Nothing should be left out: repeat all the data exactly.
Start of Data for analysis
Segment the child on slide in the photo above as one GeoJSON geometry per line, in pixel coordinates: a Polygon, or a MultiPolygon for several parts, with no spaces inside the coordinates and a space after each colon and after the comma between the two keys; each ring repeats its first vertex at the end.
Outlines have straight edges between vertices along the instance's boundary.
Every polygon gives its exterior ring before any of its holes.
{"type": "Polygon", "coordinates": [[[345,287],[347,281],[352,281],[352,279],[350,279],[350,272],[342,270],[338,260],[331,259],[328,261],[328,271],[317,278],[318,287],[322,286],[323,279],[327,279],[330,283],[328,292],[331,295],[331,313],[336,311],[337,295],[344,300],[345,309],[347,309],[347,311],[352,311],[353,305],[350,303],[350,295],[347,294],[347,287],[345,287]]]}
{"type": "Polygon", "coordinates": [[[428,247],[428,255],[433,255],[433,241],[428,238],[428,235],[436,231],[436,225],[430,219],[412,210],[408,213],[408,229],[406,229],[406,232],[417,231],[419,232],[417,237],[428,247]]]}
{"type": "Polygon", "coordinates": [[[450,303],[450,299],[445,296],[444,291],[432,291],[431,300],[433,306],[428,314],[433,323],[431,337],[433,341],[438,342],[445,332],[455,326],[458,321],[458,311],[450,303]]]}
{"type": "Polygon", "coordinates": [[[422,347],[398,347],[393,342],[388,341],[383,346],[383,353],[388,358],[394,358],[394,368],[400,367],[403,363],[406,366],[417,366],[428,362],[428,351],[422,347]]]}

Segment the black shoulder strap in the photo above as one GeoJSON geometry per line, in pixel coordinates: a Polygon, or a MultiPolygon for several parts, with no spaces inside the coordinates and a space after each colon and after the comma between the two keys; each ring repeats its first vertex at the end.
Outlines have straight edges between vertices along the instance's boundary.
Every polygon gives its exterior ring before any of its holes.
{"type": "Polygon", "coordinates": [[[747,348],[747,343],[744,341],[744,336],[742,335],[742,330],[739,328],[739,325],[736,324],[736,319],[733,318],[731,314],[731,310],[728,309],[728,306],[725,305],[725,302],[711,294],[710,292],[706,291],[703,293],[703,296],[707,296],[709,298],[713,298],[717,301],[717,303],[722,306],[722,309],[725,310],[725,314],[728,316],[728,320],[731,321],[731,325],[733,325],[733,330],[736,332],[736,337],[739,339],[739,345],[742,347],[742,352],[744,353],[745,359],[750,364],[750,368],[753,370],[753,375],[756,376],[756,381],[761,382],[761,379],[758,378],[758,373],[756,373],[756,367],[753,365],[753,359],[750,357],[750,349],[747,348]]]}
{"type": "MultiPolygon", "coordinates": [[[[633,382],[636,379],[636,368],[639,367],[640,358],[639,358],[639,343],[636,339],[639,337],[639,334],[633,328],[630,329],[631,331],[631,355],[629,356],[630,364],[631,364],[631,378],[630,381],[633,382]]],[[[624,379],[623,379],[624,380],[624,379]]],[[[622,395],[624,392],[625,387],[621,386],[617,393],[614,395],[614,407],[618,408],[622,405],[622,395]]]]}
End of Data for analysis
§ **Task answer**
Segment the child on slide in the photo above as one GeoJSON geometry per line, in pixel coordinates: a Polygon, or a MultiPolygon for several parts, with no spaces inside the coordinates and a space after each colon and after the comma between the two keys; each ring repeats its first vertex at the end.
Outlines have straight edges between vertices along the instance's boundary.
Every polygon gives its exterior ring before any of its holes.
{"type": "Polygon", "coordinates": [[[345,287],[347,281],[352,281],[352,279],[350,279],[350,272],[342,270],[338,260],[331,259],[328,261],[328,271],[317,278],[318,287],[322,286],[323,279],[327,279],[330,283],[328,292],[331,295],[331,313],[336,311],[337,295],[344,300],[345,309],[347,309],[347,311],[352,311],[353,305],[350,303],[350,295],[347,294],[347,287],[345,287]]]}
{"type": "Polygon", "coordinates": [[[428,247],[428,255],[433,255],[433,241],[428,238],[428,235],[436,231],[436,225],[430,219],[412,210],[408,213],[408,229],[406,229],[406,232],[417,231],[419,232],[417,237],[428,247]]]}
{"type": "Polygon", "coordinates": [[[450,303],[450,299],[445,296],[444,291],[432,291],[431,300],[433,306],[428,314],[433,323],[431,337],[433,341],[438,342],[445,332],[455,326],[458,321],[458,311],[450,303]]]}
{"type": "Polygon", "coordinates": [[[422,347],[398,347],[393,342],[388,341],[383,346],[383,353],[388,358],[394,358],[394,368],[400,367],[403,363],[406,366],[417,366],[428,362],[428,351],[422,347]]]}

Segment the black shoulder strap in the photo above as one GeoJSON geometry per line, in pixel coordinates: a Polygon, or a MultiPolygon for several parts, with no spaces inside the coordinates and a space after each colon and after the comma between the two keys; each ring repeats its first vertex at the end.
Outlines have straight edges between vertices along the instance's boundary.
Every polygon gives its exterior ring before any of its holes.
{"type": "Polygon", "coordinates": [[[747,348],[747,343],[744,341],[744,336],[742,335],[742,330],[739,328],[739,325],[736,324],[736,319],[733,318],[731,314],[731,310],[728,309],[728,306],[725,305],[725,302],[711,294],[710,292],[706,291],[703,293],[703,296],[707,296],[709,298],[713,298],[717,301],[717,303],[722,306],[722,309],[725,310],[725,314],[728,316],[728,320],[731,321],[731,325],[733,325],[733,330],[736,332],[736,337],[739,339],[739,345],[742,347],[742,352],[744,353],[745,359],[750,364],[750,368],[753,370],[753,375],[756,376],[756,381],[761,382],[761,379],[758,378],[758,373],[756,373],[756,367],[753,365],[753,359],[750,357],[750,349],[747,348]]]}
{"type": "MultiPolygon", "coordinates": [[[[633,382],[636,379],[636,368],[639,367],[640,358],[639,358],[639,343],[636,339],[639,337],[639,334],[633,328],[630,329],[631,331],[631,355],[629,356],[630,364],[631,364],[631,378],[630,381],[633,382]]],[[[624,379],[623,379],[624,380],[624,379]]],[[[622,395],[624,392],[625,387],[621,386],[617,393],[614,395],[614,407],[618,408],[622,405],[622,395]]]]}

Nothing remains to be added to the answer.